Instruction 1: In the bug discussion, how many nodes does Terraform provision for a five-node cluster on OpenStack?
Instruction 2: Copy the part of the bug discussion that starts at "A fix for https://bugzilla.redhat.com/show_bug.cgi?id=1909587" and ends at "to bite us.", word for word.

Passage given:
----------

A fix for https://bugzilla.redhat.com/show_bug.cgi?id=1909587 recently went into the installer, but this introduced another issue: regardless of the size specified by the install config, the control plane is always three nodes. This won't affect supported configurations since we only support three nodes, but this is still technically wrong and will eventually come back to bite us.
> regardless of the size specified by the install config, the control plane is always three nodes Can you please add steps to reproduce? We currently have QE coverage[1] of a cluster with more than three Control plane nodes. [1]: https://bugzilla.redhat.com/show_bug.cgi?id=1909587#c8
I spent a while trying to get access to an OpenStack cluster today. That didn't happen. So I tried to reproduce the conditions on AWS instead and now I see why this works. The installer creates Machine objects to represent each of the control nodes, but then uses Terraform to provision them. These Machine objects are usually inert and only reflect the existing state of the node. In the case of a five-node cluster on OpenStack however, only three nodes are provisioned by Terraform. The two remaining Machine objects eventually trigger the Machine API Operator to go and create the missing nodes. I still want to add the proposed verification step to the code. Reason being, the flow I've described is unique to this platform and is not tested in CI. That's not a position we want to be in, especially after investing as much as we have to unify the installation flows between topologies and environments. I know this seems ridiculous, given that we're arguing over something that isn't even supported, but this system is complex enough that we can't afford to make many assumptions, but where we do, we need to continually validate those assumptions with CI.

----------

Records shown:

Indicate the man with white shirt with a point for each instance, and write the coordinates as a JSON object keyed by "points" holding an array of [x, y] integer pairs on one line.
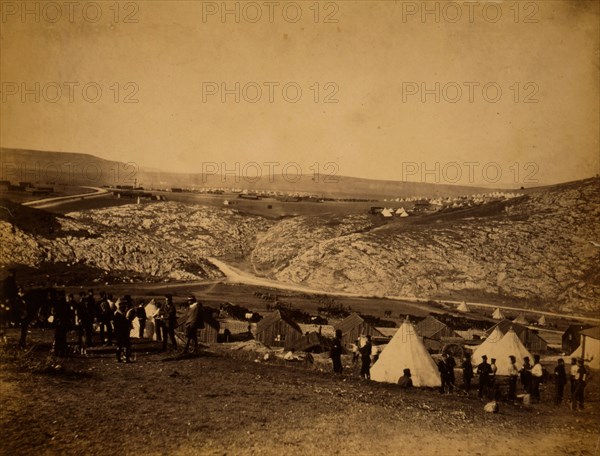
{"points": [[537, 373], [193, 322]]}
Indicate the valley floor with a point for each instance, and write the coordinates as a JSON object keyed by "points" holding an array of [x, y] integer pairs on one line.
{"points": [[226, 402]]}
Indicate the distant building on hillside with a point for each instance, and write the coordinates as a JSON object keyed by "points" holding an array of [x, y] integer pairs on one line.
{"points": [[529, 337], [210, 332], [571, 338], [277, 330], [435, 334]]}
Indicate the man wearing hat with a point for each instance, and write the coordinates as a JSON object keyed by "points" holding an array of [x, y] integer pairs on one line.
{"points": [[484, 370], [193, 322], [580, 385], [122, 330]]}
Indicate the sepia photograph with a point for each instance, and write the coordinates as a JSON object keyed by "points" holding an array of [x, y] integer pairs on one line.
{"points": [[310, 227]]}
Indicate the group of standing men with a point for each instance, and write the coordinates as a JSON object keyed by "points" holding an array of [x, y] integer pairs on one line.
{"points": [[530, 376], [101, 321]]}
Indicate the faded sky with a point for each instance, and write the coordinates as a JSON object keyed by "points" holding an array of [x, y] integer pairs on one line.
{"points": [[374, 57]]}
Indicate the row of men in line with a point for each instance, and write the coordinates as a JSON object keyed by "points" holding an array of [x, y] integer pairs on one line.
{"points": [[114, 320], [531, 377]]}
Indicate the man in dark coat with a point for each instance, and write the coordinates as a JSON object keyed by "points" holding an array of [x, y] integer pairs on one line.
{"points": [[9, 309], [62, 322], [336, 352], [105, 315], [484, 371], [140, 313], [450, 365], [526, 375], [365, 357], [513, 375], [467, 368], [122, 333], [406, 380], [193, 322], [581, 379], [443, 368], [168, 322]]}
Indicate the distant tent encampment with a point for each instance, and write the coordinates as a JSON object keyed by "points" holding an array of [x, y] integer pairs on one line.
{"points": [[401, 212], [500, 347], [463, 307], [520, 319], [498, 315], [406, 350]]}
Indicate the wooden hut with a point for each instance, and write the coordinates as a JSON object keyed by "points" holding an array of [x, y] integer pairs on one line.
{"points": [[277, 330], [209, 333], [353, 327], [571, 338], [435, 334], [529, 337]]}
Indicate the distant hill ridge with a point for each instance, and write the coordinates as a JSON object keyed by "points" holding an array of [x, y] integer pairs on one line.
{"points": [[85, 169]]}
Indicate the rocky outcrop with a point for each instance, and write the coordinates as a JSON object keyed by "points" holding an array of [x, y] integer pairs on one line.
{"points": [[155, 241], [543, 249]]}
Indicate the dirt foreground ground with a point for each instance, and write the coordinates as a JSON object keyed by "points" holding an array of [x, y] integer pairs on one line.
{"points": [[228, 401]]}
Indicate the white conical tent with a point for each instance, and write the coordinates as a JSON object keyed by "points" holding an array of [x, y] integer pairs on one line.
{"points": [[500, 347], [498, 315], [406, 350], [463, 307]]}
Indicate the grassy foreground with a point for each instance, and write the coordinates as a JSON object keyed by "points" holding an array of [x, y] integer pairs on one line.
{"points": [[226, 401]]}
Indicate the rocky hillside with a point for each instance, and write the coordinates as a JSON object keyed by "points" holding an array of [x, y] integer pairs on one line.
{"points": [[542, 249], [153, 241]]}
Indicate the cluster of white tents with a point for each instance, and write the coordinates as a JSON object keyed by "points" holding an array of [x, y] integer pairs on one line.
{"points": [[500, 346], [390, 212], [406, 350]]}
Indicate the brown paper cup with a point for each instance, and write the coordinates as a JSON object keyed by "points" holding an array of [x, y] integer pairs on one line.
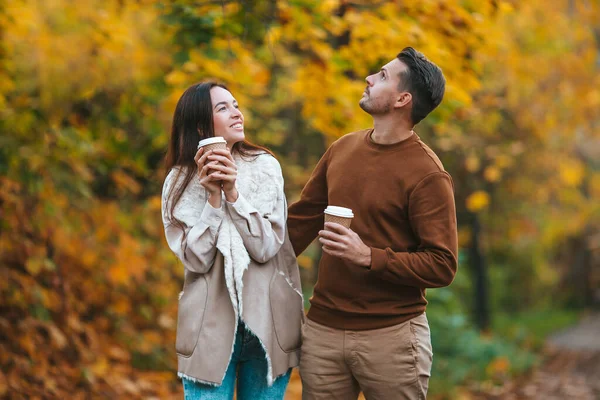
{"points": [[213, 146], [338, 220]]}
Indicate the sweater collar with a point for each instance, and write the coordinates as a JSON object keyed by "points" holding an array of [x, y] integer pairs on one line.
{"points": [[387, 147]]}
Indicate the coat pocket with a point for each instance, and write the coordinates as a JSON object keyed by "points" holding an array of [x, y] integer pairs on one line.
{"points": [[287, 310], [190, 313]]}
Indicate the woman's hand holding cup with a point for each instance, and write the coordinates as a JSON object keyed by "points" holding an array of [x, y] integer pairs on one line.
{"points": [[224, 170], [207, 180]]}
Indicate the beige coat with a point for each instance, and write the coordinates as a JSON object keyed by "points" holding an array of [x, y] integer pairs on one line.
{"points": [[238, 262]]}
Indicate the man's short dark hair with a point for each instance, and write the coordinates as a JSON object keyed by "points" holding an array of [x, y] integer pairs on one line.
{"points": [[423, 80]]}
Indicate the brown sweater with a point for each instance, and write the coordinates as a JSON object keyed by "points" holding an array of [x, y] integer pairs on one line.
{"points": [[403, 203]]}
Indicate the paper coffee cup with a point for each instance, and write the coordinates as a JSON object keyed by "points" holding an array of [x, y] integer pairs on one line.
{"points": [[216, 142], [339, 215]]}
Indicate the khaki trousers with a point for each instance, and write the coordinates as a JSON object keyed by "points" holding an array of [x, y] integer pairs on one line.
{"points": [[385, 364]]}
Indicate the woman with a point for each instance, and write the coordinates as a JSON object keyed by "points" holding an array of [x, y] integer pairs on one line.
{"points": [[224, 213]]}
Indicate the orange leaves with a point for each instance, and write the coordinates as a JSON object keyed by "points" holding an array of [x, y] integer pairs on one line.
{"points": [[478, 201]]}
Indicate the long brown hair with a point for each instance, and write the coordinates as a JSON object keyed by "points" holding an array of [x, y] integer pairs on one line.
{"points": [[192, 122]]}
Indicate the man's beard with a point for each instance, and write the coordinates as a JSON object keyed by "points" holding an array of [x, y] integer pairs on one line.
{"points": [[369, 107]]}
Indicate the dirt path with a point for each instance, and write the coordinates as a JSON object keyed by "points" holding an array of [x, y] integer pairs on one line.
{"points": [[570, 371]]}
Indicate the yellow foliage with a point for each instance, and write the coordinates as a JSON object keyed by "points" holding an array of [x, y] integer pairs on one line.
{"points": [[478, 200], [571, 172]]}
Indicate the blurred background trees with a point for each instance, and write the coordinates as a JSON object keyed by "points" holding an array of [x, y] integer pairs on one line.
{"points": [[87, 91]]}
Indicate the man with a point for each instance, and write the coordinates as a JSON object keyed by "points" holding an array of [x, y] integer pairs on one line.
{"points": [[366, 329]]}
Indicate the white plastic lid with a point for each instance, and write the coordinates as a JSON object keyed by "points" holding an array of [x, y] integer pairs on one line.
{"points": [[339, 211], [213, 140]]}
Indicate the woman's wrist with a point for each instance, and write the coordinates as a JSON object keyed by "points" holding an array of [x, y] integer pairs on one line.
{"points": [[214, 200], [232, 195]]}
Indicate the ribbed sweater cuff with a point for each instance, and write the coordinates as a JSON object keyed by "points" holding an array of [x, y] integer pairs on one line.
{"points": [[379, 260]]}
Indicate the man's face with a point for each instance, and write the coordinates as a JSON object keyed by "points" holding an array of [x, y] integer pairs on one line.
{"points": [[381, 93]]}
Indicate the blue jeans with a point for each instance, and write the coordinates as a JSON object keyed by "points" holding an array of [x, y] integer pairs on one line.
{"points": [[249, 364]]}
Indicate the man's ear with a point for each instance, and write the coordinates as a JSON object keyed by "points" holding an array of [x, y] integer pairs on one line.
{"points": [[403, 99]]}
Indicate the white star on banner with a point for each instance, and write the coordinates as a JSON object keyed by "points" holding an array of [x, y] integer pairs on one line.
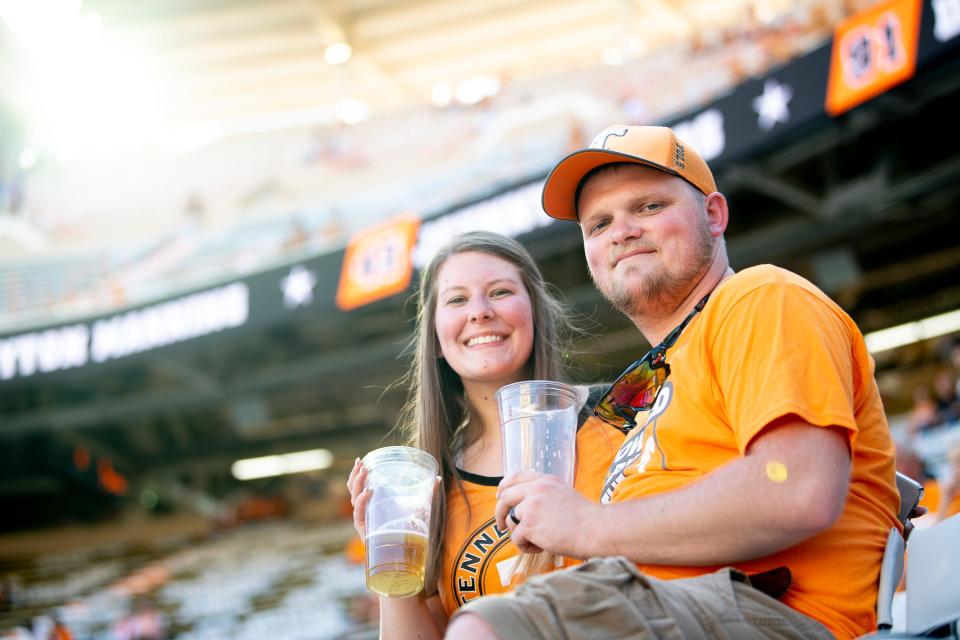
{"points": [[771, 106], [298, 287]]}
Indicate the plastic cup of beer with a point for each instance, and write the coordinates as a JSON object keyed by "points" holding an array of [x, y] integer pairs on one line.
{"points": [[538, 421], [402, 481]]}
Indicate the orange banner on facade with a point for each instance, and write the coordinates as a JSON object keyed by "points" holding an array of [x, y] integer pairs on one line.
{"points": [[378, 262], [872, 52]]}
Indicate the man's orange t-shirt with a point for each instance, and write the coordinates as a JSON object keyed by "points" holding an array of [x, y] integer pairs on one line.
{"points": [[769, 344], [477, 556]]}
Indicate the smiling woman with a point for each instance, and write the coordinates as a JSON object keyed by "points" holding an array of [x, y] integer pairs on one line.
{"points": [[485, 319]]}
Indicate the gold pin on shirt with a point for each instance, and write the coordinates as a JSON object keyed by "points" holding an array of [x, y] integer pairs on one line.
{"points": [[776, 471]]}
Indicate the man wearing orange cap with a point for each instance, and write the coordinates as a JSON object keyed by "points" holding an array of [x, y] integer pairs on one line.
{"points": [[754, 493]]}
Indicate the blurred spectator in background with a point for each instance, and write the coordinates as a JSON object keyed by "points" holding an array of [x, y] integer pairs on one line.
{"points": [[908, 461], [143, 623], [949, 483], [60, 631], [923, 415], [945, 397]]}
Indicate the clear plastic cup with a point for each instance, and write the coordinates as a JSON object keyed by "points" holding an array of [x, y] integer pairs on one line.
{"points": [[538, 419], [402, 481]]}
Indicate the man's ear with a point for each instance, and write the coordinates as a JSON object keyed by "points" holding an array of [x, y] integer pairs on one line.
{"points": [[717, 214]]}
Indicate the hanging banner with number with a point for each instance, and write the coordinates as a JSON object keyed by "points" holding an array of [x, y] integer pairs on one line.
{"points": [[872, 51], [378, 262]]}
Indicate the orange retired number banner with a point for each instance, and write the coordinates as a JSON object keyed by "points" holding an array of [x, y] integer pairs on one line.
{"points": [[872, 52], [378, 262]]}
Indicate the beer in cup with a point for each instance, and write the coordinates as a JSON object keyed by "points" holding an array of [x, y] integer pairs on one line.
{"points": [[538, 422], [538, 419], [402, 482]]}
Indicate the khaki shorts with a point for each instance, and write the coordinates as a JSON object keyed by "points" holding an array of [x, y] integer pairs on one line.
{"points": [[609, 598]]}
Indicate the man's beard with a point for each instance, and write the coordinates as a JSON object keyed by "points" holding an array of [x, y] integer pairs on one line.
{"points": [[661, 287]]}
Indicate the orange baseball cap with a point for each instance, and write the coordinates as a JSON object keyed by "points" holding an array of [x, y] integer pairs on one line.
{"points": [[656, 147]]}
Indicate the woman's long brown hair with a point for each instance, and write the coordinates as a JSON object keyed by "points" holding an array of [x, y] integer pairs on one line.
{"points": [[435, 416]]}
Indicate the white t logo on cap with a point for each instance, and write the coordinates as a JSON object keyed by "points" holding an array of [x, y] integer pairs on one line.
{"points": [[600, 142]]}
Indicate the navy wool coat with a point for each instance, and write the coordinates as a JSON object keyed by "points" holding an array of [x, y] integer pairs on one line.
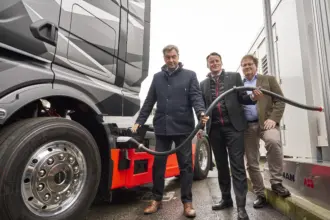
{"points": [[176, 95]]}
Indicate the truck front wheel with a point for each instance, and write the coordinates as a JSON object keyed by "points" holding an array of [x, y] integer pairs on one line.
{"points": [[50, 169]]}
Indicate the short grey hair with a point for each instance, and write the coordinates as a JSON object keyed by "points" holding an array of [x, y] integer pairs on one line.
{"points": [[170, 48]]}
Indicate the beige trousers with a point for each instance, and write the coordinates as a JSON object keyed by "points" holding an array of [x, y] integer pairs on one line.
{"points": [[273, 145]]}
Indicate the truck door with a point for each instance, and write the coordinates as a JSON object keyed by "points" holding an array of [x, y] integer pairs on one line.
{"points": [[88, 37], [16, 18]]}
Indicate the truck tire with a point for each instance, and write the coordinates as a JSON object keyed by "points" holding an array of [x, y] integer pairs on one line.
{"points": [[202, 159], [50, 169]]}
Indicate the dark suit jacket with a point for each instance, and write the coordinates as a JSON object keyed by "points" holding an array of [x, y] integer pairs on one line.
{"points": [[268, 107], [234, 101], [176, 95]]}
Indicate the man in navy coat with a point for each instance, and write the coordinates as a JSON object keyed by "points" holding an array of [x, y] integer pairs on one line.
{"points": [[176, 91]]}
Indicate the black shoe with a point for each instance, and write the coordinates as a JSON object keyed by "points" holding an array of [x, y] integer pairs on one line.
{"points": [[223, 204], [241, 214], [280, 190], [259, 202]]}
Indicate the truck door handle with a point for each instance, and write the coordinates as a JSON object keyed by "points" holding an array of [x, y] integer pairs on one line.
{"points": [[44, 30]]}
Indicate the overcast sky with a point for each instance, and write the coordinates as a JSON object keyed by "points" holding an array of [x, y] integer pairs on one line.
{"points": [[199, 27]]}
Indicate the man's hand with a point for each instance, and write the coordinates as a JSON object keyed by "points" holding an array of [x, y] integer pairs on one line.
{"points": [[135, 127], [204, 118], [200, 134], [256, 95], [269, 124]]}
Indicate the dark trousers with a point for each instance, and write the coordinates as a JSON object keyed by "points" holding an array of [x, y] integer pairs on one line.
{"points": [[184, 156], [226, 140]]}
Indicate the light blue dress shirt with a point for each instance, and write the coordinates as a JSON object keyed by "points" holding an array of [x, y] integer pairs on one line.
{"points": [[251, 111]]}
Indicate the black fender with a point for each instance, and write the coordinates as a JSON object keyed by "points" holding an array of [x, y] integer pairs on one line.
{"points": [[14, 101]]}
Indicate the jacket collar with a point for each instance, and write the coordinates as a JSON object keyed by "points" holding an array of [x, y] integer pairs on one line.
{"points": [[178, 69], [209, 75]]}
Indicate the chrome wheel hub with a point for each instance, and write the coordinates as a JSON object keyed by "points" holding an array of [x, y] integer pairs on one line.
{"points": [[53, 178], [202, 156]]}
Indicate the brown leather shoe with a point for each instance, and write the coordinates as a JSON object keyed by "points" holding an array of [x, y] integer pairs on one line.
{"points": [[189, 211], [153, 207]]}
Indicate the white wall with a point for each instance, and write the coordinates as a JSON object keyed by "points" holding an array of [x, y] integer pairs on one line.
{"points": [[299, 78]]}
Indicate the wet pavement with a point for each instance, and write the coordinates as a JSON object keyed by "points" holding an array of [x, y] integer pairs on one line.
{"points": [[129, 204]]}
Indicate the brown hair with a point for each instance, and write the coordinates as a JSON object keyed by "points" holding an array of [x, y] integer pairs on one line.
{"points": [[251, 57], [170, 48], [213, 54]]}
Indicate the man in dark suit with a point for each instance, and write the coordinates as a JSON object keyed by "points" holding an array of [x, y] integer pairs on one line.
{"points": [[176, 91], [226, 131]]}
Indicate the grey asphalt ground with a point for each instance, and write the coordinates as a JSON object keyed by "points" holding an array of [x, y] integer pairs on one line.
{"points": [[129, 204]]}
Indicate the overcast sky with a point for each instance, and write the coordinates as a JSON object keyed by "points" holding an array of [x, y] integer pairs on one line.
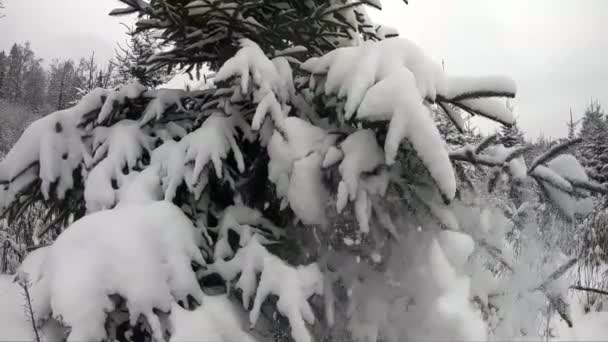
{"points": [[556, 50]]}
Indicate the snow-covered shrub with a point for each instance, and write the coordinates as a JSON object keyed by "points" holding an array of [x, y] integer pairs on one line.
{"points": [[319, 187]]}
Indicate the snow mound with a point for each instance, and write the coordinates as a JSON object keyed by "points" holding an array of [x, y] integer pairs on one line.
{"points": [[119, 149], [15, 324], [141, 252], [270, 81], [293, 285], [187, 160], [556, 178], [162, 99], [393, 80], [296, 157], [217, 320]]}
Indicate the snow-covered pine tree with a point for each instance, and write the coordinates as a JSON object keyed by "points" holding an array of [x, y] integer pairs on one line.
{"points": [[593, 151], [130, 60], [511, 135], [311, 179]]}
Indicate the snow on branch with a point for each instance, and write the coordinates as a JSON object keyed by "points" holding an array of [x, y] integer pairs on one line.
{"points": [[393, 80], [118, 150], [292, 285], [130, 252], [560, 175], [187, 160], [269, 82]]}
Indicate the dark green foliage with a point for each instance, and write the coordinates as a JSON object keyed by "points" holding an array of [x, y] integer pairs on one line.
{"points": [[208, 31], [593, 151]]}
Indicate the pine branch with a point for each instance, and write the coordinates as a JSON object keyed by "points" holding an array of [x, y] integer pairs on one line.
{"points": [[552, 153], [588, 289], [25, 285]]}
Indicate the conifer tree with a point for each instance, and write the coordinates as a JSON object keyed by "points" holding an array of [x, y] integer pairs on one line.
{"points": [[3, 69], [511, 135], [131, 60], [34, 85], [593, 150], [310, 184]]}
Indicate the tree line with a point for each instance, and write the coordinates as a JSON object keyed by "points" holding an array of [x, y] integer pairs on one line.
{"points": [[26, 79]]}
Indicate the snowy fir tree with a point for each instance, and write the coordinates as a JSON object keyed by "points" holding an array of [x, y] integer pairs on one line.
{"points": [[130, 60], [511, 135], [307, 196], [593, 150]]}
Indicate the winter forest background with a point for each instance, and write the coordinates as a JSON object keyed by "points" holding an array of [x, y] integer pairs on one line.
{"points": [[289, 171]]}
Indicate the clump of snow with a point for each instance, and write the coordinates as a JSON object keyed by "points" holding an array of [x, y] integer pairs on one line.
{"points": [[296, 157], [361, 155], [217, 320], [392, 80], [50, 148], [162, 99], [118, 97], [187, 160], [556, 178], [15, 322], [271, 82], [118, 148], [293, 285], [140, 252]]}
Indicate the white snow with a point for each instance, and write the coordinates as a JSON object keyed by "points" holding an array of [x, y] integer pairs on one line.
{"points": [[188, 159], [217, 320], [15, 323], [557, 187], [116, 148], [295, 167], [490, 108], [141, 252], [118, 97], [463, 86], [162, 99], [293, 285], [54, 142], [270, 82]]}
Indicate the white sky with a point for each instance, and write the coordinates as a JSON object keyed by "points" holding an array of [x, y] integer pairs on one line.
{"points": [[556, 50]]}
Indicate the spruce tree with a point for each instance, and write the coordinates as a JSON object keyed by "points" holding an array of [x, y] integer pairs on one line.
{"points": [[34, 85], [593, 150], [3, 70], [310, 184], [131, 60], [511, 135]]}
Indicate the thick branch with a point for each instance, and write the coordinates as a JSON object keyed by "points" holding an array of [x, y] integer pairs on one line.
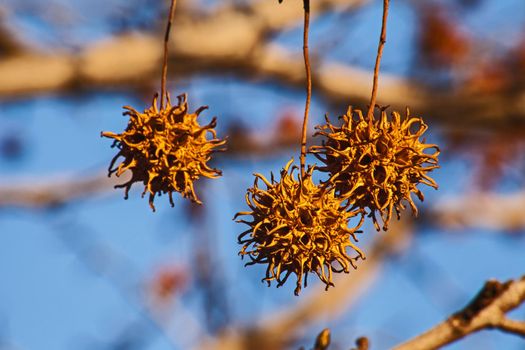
{"points": [[486, 311], [239, 45]]}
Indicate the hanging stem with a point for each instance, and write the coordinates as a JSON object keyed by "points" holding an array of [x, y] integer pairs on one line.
{"points": [[382, 41], [308, 84], [165, 62]]}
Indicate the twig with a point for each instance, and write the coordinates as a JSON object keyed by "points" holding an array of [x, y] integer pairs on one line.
{"points": [[382, 41], [486, 311], [308, 84], [165, 61]]}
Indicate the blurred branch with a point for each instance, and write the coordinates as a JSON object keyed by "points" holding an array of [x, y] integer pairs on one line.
{"points": [[280, 329], [481, 210], [486, 311], [53, 192], [500, 211], [241, 44]]}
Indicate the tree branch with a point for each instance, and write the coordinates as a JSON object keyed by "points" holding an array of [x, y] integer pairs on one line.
{"points": [[486, 311]]}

----------

Written solution 1: Three nodes.

Written solution 2:
A fix for https://bugzilla.redhat.com/show_bug.cgi?id=1909587 recently went into the installer, but this introduced another issue: regardless of the size specified by the install config, the control plane is always three nodes. This won't affect supported configurations since we only support three nodes, but this is still technically wrong and will eventually come back to bite us.